*About this task*: Pull out every line of the items below that contains the string "path". Case counts.

*Dataset*:
'''

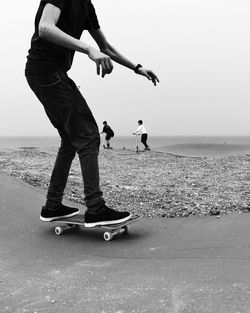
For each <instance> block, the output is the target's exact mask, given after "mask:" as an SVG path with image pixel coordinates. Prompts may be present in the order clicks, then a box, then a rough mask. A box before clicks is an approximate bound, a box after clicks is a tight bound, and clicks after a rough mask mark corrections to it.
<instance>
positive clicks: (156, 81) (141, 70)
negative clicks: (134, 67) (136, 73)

'''
'''

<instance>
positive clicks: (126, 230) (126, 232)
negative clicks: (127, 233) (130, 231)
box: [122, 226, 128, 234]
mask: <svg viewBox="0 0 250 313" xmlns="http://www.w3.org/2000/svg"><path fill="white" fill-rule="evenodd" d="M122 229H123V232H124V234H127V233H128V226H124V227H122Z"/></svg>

'''

*Worked solution*:
For each <instance> block, the output is the target's exact mask, given after "mask:" as an SVG path with image pixel coordinates. Prompts may be present in the order clicks, then a box, then a rough mask. A box before clicks is an approximate bound, a box after clicks is a tight bound, and clicks after a rough mask mark corrections to it.
mask: <svg viewBox="0 0 250 313" xmlns="http://www.w3.org/2000/svg"><path fill="white" fill-rule="evenodd" d="M122 229H123V232H124V234H127V233H128V226H124V227H122Z"/></svg>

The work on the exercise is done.